=== Quoted passage ===
──────────────────────────────

The reason that \ml{CONJ\_CANON\_CONV} is slow is because of the
repeated pattern matching done during rewriting. A much more efficient
approach is to normalize the conjunction by \ML{} programming outside
the logic, and then to prove that the normalized term is equal to the
original one. An even more efficient approach, which is not explored
here, would be to avoid having to do this proof by verifing the
normalization code by some sort of meta-theoretic
reasoning about \ML. How to do this in
\HOL{} is not clear, but work on this approach has been done in the
context of {\small FOL} \cite{FOL}, the Boyer-Moore prover \cite{BoyerMoore}
and Nuprl \cite{Nuprl}. These approaches all use logically
sophisticated extra axioms, called reflection principles, that enable
metatheorems to be `reflected' into the logic as object level
theorems.

To normalize the term by \ML{} programming, the conjuncts are extracted,
repeated elements are deleted and the resulting list is sorted.

\HOL{} already has a predefined function:

\begin{hol}\begin{verbatim}
   conjuncts : term -> term list
\end{verbatim}\end{hol}

\noindent for extracting conjuncts.
\HOL{} also has a predefined \ML{} function for removing repeated elements of
a list:


\begin{hol}\begin{verbatim}
   setify : * list -> * list
\end{verbatim}\end{hol}

\noindent Both \ml{conjuncts} and \ml{setify} are illustrated below:

\begin{session}\begin{verbatim}
#timer false;;
true : bool

#conjuncts ex1;;
["A"; "B"; "C"; "A"; "C"; "A"; "D"; "D"] : term list

#setify it;;
["B"; "C"; "A"; "D"] : term list

#let ex1_list = it;;
ex1_list = ["B"; "C"; "A"; "D"] : term list
\end{verbatim}\end{session}

There is a predefined sorting function in \ML:

\begin{session}\begin{verbatim}
#sort;;
sort = - : (((* # *) -> bool) -> * list -> * list)

#sort $< [3;2;5;6;1;1;7;9;3];;
[1; 1; 2; 3; 3; 5; 6; 7; 9] : int list

#sort $<< ex1_list;;
["A"; "B"; "C"; "D"] : term list
\end{verbatim}\end{session}

Using this function, the list of conjuncts of the normalization of a
term is easily computed.  The predefined \ML{} function:

\begin{hol}\begin{verbatim}
   list_mk_conj : term list -> term
\end{verbatim}\end{hol}

\noindent can then be used to build the normalized conjunction.

──────────────────────────────

=== Task to carry out ===
According to the passage on normalizing conjunctions, what makes CONJ_CANON_CONV slow?

──────────────────────────────

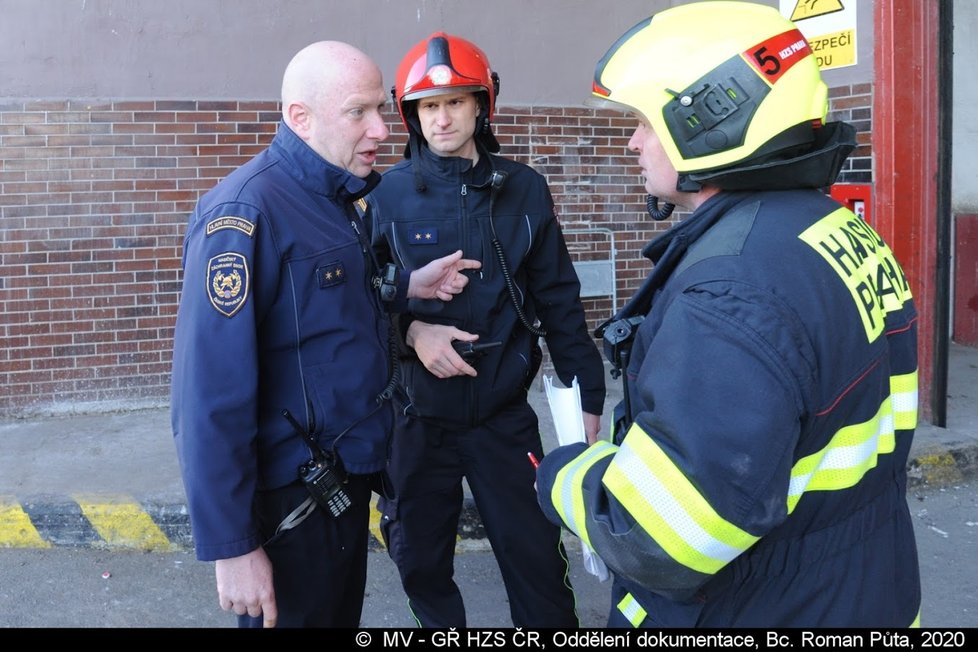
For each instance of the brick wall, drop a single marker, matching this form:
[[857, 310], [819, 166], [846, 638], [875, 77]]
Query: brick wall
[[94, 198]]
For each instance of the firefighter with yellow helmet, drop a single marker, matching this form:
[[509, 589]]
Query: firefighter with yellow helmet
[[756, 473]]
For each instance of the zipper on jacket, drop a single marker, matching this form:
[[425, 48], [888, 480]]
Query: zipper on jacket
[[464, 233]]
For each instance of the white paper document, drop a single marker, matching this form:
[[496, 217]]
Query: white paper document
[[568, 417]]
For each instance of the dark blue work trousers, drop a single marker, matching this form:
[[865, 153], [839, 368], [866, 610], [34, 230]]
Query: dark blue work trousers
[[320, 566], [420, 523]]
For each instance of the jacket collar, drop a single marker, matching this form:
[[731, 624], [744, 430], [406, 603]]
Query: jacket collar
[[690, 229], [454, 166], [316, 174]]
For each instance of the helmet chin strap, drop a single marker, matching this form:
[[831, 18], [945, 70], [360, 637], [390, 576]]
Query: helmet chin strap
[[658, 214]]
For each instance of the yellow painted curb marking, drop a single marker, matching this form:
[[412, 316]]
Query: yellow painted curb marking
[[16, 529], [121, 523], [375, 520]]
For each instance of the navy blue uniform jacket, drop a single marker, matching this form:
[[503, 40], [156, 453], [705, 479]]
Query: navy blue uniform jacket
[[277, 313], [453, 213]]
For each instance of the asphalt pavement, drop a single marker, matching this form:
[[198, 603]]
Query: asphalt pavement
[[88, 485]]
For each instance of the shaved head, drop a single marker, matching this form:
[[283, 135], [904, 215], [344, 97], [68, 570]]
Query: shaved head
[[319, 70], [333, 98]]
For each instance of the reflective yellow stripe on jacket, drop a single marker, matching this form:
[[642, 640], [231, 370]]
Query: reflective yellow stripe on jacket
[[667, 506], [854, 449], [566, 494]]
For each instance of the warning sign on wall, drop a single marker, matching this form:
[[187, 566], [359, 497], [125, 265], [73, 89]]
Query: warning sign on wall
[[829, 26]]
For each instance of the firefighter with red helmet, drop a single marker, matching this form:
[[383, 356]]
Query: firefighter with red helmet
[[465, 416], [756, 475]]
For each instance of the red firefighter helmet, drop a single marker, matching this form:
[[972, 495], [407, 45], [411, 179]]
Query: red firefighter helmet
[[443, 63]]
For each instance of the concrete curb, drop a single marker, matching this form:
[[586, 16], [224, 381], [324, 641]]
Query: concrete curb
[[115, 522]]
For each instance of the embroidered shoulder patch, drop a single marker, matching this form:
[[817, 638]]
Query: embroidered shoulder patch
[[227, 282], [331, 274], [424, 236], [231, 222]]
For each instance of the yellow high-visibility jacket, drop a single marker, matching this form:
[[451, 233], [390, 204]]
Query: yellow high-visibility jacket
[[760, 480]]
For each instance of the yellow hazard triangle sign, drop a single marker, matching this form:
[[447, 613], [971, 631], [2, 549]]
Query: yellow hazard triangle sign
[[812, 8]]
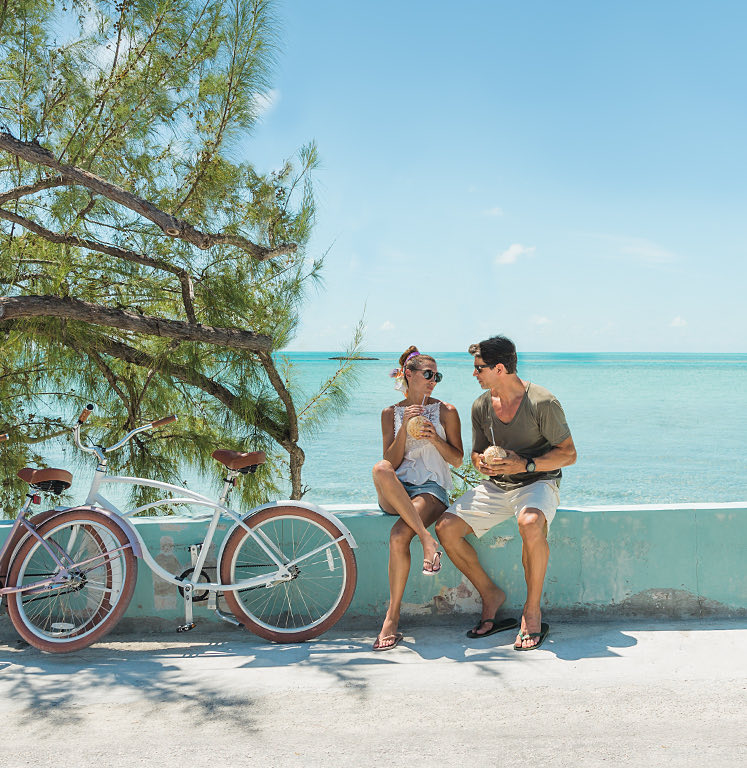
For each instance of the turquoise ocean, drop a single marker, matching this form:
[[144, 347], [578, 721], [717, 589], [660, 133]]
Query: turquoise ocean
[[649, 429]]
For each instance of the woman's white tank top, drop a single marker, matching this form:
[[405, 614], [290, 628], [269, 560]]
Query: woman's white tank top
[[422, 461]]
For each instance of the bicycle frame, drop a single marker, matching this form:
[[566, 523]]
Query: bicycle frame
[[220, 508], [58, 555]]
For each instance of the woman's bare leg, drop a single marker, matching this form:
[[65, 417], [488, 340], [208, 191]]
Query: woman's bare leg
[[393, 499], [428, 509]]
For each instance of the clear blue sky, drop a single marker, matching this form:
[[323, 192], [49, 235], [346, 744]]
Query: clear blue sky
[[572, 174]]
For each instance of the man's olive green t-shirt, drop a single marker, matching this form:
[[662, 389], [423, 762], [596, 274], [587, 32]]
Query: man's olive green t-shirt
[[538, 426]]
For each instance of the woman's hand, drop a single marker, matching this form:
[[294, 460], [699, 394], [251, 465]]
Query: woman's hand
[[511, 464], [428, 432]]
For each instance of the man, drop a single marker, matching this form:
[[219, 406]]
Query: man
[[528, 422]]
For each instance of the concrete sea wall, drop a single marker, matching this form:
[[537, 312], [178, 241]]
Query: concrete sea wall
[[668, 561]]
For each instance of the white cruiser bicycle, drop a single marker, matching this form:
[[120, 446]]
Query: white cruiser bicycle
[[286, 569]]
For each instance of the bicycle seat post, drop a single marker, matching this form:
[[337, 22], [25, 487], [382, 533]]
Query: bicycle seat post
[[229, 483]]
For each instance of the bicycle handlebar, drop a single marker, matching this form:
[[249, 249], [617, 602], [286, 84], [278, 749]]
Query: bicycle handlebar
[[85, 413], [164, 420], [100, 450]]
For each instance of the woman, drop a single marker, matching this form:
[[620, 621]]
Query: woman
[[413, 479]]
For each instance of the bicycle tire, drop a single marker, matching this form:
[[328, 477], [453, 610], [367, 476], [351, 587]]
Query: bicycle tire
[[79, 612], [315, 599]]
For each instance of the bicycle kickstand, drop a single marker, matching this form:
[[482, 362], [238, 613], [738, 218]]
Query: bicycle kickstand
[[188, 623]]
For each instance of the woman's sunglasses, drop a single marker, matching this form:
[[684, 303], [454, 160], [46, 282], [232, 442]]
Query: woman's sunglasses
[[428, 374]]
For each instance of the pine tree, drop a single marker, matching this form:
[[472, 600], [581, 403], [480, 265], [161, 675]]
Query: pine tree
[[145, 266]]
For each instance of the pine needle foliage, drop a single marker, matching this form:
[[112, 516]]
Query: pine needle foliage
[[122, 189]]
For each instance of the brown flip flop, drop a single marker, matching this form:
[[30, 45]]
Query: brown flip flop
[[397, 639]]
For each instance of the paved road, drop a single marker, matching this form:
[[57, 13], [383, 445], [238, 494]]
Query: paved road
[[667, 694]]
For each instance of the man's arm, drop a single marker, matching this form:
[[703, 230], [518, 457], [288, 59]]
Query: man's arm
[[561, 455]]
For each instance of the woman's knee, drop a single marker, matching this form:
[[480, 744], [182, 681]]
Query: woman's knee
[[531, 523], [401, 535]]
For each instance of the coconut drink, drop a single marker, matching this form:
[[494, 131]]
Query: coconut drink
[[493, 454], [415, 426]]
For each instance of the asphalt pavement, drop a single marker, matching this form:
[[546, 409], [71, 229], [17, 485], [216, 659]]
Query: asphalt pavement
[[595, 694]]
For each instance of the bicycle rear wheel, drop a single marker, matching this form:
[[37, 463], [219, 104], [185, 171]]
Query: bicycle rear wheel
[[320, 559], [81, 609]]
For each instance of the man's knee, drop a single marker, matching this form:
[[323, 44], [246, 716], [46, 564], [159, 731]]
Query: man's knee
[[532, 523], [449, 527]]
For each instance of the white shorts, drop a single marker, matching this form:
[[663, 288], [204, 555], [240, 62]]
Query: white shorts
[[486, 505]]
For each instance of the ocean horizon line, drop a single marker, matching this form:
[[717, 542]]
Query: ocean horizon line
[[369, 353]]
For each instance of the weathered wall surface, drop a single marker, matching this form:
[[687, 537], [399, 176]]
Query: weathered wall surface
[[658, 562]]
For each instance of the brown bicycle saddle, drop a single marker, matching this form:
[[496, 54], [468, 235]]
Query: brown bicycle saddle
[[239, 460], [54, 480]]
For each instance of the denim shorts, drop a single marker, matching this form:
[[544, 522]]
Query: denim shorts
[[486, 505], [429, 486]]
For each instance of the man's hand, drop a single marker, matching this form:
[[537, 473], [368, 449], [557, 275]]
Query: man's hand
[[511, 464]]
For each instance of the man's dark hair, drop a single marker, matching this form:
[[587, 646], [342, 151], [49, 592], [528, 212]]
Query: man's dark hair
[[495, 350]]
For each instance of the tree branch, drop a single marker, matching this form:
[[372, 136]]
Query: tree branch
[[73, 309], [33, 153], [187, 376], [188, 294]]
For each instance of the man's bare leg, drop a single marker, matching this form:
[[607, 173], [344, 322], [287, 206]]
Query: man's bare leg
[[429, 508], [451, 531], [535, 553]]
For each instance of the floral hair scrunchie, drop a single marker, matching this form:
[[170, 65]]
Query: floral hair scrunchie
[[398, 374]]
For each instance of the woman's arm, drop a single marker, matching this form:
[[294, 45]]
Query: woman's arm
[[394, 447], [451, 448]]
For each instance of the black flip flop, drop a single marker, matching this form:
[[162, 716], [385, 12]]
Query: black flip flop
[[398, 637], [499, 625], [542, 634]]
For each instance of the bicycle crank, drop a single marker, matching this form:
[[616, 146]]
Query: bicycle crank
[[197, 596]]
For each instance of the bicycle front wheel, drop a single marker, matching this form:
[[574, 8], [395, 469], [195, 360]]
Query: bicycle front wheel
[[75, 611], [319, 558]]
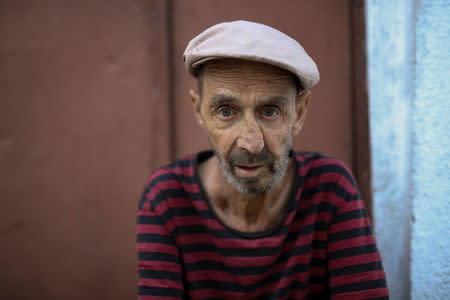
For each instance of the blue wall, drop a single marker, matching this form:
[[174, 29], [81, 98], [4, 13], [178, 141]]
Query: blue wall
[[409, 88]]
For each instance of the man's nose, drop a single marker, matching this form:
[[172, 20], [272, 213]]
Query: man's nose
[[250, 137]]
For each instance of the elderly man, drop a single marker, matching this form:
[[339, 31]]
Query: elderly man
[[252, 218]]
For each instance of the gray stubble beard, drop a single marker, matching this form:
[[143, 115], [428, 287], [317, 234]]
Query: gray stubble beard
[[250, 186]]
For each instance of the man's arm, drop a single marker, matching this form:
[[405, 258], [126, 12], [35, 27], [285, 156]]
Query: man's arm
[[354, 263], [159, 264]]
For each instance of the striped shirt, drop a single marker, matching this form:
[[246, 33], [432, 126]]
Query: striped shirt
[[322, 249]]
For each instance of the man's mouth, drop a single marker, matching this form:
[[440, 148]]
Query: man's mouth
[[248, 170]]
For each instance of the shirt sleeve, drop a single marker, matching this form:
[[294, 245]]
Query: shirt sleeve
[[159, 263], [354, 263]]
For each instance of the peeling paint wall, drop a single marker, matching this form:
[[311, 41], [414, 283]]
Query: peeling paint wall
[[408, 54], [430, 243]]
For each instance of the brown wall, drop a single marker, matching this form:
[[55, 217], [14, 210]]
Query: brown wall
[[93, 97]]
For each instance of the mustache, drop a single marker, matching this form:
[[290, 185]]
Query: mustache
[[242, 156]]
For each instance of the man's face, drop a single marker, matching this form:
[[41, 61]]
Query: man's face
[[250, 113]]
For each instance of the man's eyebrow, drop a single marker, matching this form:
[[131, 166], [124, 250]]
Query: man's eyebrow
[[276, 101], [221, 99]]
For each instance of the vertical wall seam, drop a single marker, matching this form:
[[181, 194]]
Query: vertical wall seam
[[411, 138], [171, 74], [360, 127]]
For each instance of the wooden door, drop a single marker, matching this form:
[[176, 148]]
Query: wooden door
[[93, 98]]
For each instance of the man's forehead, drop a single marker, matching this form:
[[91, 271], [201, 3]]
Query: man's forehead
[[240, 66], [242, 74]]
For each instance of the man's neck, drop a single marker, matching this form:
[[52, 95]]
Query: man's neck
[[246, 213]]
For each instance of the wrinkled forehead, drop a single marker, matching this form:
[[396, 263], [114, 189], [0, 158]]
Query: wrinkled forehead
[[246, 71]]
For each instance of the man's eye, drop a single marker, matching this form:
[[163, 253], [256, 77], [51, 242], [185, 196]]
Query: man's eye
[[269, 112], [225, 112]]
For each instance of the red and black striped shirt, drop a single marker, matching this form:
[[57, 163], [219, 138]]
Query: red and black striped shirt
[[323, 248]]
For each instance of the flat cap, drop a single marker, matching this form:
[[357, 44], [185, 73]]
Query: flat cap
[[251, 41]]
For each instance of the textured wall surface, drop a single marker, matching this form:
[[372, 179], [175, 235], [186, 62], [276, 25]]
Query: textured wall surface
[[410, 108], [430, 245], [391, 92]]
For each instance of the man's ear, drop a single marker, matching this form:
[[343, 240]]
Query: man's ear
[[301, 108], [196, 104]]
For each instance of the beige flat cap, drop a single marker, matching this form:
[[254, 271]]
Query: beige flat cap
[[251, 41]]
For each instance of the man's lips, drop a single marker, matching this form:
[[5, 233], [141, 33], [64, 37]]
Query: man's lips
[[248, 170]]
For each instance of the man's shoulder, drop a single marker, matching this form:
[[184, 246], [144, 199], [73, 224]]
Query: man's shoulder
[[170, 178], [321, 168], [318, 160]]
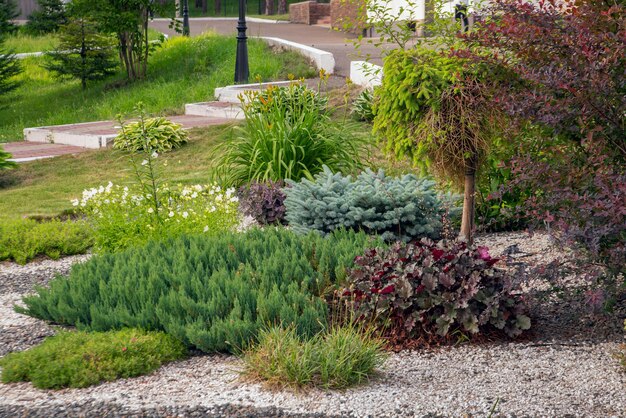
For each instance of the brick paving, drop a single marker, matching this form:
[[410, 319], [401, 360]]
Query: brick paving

──────────────────────────────

=== Full solution ===
The repeated pattern matching done during rewriting.